*WRITTEN TASK A*. Check these statements against the passage on Tunisia. For each, answer yes or no and quote the words of the passage that decide it. (i) The planned hotel annex has already been given the name Carthage-Hilton. (ii) Tunisia is described as having about ten million inhabitants. (iii) Bourguiba kept Tunisia in the Arab League.
*WRITTEN TASK B*. Carry the passage on Tunisia forward from its last sentence, in the same voice.

*QUOTED TEXT*.

Tunisia

ACROSS the fetid waters of the Lake of Tunis, not far from the earth-buried ruins of what was once the proud city of Carthage, is a patch of rocky ground which has been reserved for nonarchaeological excavation. Here, the visitor is told, may one day rise a gleaming monument to Tunisia’s independent dynamism and progress, a picturesque Arab-domed annex to a great luxury hotel. Though still in the blueprint stage, the annex has already been named the Carthage-Hilton, but local wits are prepared to wager that by the time it is built it will be called the Bourguiba-Hilton.
This ironic piece of speculation is, in its own backhanded way, a tribute to Tunisia’s President, Habib Bourguiba. What Nasser is to Egypt and Nehru to India, Bourguiba is to Tunisia, but to a more absolute degree. This is not only because Tunisia is a relatively small country, of four million inhabitants; it is also because Bourguiba has proved himself, since Tunisia won its independence, to be a master of political maneuver as well as an indefatigable and spellbinding orator.
In the four and a half years of Tunisia’s independence Bourguiba has successfully liquidated the old Turkish beydom, set up a republic, and had himself elected President. He has defied Nasser, taken Tunisia out of the Arab League, separated church and state, jettisoned an outmoded system of Koranic law for a Western code of justice, and launched an ambitious program of general education on frankly secular lines. Bourguiba has also favored the emancipation of Tunisian womanhood, with the result that last June, for the first time, a Miss Tunisia could display her charms at the Miss Universe beauty contest at Miami Beach. Last spring he shocked Islamic traditionalists by openly denouncing as a hindrance to honest toil the rigid fasting rules — nothing to eat from sunrise to sundown — which prevail during the Lenten month of Ramadan.

*EXTRACTED RECORDS*.
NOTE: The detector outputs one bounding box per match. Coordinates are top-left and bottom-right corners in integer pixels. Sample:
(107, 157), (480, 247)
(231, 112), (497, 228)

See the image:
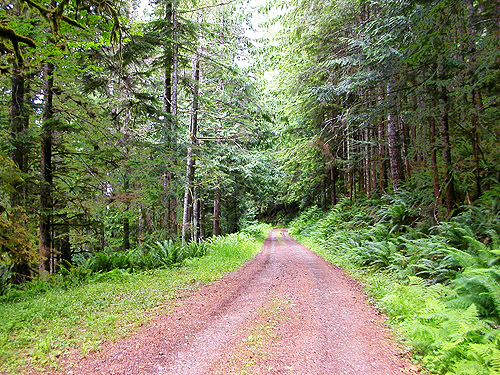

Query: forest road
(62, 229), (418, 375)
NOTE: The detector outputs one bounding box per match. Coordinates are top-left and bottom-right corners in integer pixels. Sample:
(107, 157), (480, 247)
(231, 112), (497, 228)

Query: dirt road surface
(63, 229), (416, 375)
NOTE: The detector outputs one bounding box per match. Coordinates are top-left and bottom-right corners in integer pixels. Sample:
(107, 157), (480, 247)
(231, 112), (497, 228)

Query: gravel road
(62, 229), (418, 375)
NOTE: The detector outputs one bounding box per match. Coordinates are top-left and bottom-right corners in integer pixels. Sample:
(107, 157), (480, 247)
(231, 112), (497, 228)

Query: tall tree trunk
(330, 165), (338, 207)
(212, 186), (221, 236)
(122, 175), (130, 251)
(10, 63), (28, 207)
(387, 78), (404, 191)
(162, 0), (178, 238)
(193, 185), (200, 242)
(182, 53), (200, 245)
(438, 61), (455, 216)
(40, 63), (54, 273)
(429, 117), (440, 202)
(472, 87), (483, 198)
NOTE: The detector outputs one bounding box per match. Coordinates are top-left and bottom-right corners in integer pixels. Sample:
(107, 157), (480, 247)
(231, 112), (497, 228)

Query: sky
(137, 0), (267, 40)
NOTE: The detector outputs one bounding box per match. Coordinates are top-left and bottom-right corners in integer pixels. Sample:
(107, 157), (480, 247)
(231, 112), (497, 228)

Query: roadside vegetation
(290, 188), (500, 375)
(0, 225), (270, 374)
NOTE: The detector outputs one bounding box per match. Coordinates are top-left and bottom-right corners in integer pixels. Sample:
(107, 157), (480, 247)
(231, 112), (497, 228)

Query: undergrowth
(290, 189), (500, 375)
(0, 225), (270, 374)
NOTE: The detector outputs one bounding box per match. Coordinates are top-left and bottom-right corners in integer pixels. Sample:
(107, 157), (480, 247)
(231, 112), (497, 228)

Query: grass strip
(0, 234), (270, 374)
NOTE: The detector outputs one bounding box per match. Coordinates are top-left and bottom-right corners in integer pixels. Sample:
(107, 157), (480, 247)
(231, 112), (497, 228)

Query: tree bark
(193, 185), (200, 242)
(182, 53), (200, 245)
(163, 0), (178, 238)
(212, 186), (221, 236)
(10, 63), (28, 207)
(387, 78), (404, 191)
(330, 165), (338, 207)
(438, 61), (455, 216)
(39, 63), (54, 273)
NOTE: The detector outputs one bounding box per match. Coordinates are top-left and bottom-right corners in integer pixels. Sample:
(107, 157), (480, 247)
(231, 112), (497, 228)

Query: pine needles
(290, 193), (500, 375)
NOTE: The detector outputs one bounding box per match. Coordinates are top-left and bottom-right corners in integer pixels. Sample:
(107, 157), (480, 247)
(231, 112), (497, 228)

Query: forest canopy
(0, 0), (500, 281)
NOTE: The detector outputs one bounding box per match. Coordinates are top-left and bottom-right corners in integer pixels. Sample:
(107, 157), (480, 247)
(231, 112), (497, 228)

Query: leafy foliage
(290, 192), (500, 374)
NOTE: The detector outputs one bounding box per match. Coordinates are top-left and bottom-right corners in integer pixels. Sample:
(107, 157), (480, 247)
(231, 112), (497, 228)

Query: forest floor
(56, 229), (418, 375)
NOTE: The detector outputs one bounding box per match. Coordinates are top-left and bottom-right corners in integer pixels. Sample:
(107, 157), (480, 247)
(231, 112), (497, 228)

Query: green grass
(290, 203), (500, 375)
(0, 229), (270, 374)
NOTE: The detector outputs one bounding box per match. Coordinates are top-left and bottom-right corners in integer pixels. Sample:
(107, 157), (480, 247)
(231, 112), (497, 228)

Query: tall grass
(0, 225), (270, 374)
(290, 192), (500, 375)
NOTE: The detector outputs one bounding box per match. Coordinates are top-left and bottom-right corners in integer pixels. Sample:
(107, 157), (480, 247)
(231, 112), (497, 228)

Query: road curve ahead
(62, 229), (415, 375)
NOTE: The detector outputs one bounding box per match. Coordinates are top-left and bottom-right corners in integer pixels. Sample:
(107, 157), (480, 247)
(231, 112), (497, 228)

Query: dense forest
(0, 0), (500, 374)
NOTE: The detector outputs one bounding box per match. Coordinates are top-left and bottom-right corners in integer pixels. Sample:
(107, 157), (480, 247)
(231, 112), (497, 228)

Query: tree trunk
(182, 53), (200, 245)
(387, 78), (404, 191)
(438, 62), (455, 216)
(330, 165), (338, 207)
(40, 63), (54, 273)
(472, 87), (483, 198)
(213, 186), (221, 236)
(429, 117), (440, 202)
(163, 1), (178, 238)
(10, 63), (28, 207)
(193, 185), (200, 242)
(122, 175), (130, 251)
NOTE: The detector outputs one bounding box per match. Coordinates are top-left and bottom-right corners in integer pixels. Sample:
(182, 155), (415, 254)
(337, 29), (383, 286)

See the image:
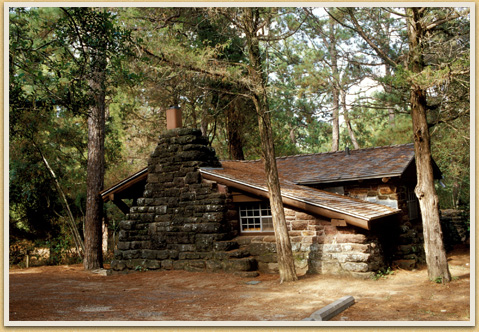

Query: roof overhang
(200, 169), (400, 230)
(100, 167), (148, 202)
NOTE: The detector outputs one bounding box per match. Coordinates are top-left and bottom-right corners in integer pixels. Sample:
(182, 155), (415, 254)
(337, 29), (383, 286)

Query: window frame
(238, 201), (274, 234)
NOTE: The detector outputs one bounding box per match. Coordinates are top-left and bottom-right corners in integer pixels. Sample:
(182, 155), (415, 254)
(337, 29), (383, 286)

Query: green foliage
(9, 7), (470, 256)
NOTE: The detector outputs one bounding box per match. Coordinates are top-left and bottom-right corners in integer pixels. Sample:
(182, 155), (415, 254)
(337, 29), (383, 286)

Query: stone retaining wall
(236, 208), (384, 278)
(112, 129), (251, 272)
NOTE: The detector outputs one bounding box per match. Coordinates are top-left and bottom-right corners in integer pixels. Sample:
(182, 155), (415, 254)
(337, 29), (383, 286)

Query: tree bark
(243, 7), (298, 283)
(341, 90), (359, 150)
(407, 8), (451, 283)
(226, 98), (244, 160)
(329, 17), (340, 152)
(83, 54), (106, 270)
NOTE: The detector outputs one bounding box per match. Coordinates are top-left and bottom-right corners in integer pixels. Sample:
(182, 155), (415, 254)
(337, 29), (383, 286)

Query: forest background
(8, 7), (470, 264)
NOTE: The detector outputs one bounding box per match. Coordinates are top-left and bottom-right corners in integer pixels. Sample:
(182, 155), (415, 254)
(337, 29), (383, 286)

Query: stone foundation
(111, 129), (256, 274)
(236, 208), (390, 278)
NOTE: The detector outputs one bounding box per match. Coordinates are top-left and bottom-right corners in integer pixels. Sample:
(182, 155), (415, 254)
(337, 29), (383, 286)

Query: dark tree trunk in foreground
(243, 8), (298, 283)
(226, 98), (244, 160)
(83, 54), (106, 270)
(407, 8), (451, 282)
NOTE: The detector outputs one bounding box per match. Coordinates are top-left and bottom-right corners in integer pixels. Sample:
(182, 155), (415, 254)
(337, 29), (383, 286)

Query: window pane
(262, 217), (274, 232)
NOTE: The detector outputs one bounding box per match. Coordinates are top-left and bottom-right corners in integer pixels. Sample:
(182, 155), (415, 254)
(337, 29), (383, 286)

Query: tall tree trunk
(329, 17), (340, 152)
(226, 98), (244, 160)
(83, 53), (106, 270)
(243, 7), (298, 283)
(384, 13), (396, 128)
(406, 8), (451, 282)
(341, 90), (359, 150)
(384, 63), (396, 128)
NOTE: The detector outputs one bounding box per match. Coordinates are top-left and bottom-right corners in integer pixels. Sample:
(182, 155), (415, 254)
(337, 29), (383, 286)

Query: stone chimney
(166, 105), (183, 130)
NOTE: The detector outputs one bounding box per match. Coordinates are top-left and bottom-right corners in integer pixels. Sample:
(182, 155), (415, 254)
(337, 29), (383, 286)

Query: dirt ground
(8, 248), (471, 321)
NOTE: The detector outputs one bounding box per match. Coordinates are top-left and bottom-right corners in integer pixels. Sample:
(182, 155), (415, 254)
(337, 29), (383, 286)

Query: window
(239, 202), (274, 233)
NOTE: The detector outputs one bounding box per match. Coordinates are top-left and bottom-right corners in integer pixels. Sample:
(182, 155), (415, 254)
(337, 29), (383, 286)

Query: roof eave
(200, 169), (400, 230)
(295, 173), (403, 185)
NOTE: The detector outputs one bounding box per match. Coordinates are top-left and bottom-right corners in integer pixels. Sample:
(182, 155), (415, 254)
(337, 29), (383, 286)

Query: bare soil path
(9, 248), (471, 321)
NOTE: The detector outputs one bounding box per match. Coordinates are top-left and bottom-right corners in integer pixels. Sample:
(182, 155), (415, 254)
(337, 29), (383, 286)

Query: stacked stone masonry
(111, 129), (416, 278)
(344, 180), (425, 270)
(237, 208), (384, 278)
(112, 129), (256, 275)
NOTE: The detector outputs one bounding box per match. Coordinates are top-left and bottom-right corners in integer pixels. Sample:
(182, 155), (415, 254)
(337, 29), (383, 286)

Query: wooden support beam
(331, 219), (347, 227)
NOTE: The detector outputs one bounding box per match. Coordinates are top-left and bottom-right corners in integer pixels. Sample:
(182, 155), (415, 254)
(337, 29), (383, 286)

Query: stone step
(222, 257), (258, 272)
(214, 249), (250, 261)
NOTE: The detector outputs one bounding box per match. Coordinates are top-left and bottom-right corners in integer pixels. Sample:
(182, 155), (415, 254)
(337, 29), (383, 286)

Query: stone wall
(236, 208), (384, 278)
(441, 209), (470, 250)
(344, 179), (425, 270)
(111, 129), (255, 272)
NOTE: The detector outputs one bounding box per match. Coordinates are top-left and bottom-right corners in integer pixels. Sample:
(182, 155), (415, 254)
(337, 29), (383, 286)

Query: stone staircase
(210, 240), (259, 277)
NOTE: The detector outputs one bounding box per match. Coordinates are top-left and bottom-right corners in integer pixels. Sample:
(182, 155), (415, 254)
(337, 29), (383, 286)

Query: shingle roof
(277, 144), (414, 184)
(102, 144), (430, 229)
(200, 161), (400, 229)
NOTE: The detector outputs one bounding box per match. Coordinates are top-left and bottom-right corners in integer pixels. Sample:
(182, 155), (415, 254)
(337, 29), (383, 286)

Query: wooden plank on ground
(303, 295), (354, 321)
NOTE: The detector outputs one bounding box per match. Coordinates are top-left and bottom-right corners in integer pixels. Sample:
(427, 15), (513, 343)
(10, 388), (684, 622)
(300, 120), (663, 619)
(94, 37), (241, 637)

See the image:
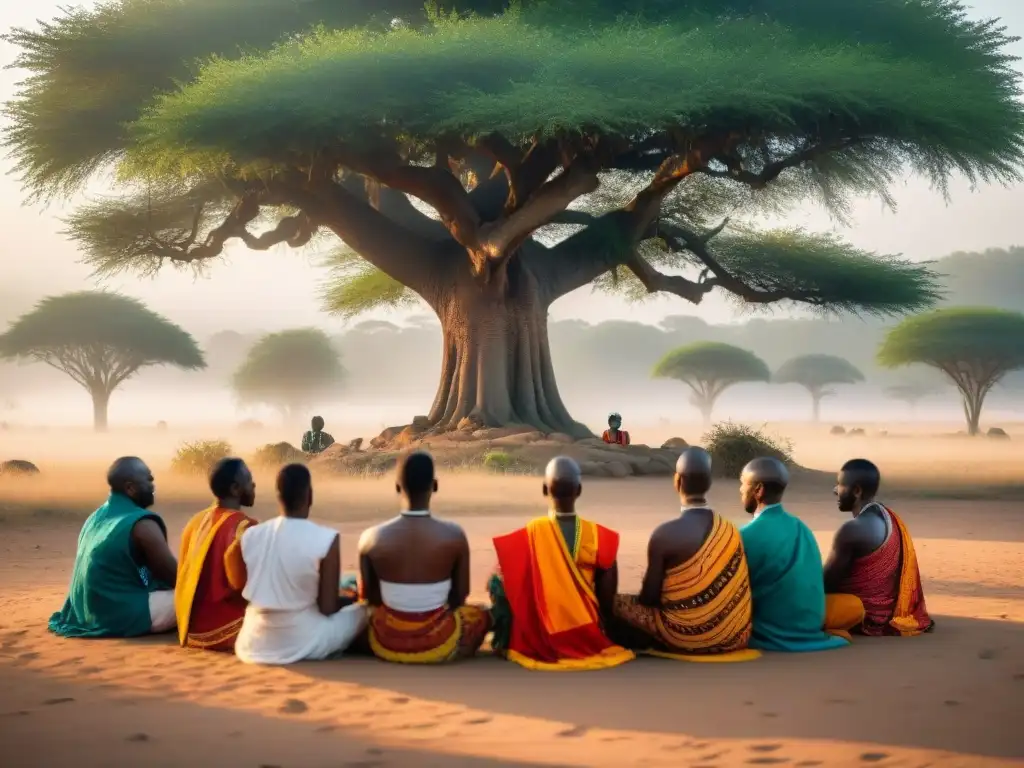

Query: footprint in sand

*EXPECTED OUTPUT A*.
(i) Yes: "the annex has already been named the Carthage-Hilton"
(ii) No: "a relatively small country, of four million inhabitants"
(iii) No: "taken Tunisia out of the Arab League"

*EXPECTED OUTPUT B*.
Tunisian Ataturk
Bourguiba has been called a Tunisian Ataturk, a title which does not altogether displease him. His methods, while less ruthless than those of the great Turkish dictator, have been no less effective. Though he has not strung up any of his political opponents from the branches of his capital’s treelined avenues, as Ataturk once did in Ankara, he has had his chief political adversary, Salah ben Youssef, expelled; he has thwarted several Egyptsponsored attempts to assassinate him; and he has hopelessly divided all organized opposition to his personal ascendancy.
Several years ago, when the ambitious young head of the Turkish Workers’ Union, Ahmed ben Salah, seemed to be getting too big for his boots, Bourguiba quickly engineered his removal and fobbed him off with the politically unimportant Ministry of Public Health. When Tunisia’s leading weekly, L’Action, dared to criticize Bourguiba in the late summer of 1958 for harsh measures aimed at certain wealthy Tunisian families, he peremptorily had it closed down and gave its editors a couple of years to think better of their waywardness.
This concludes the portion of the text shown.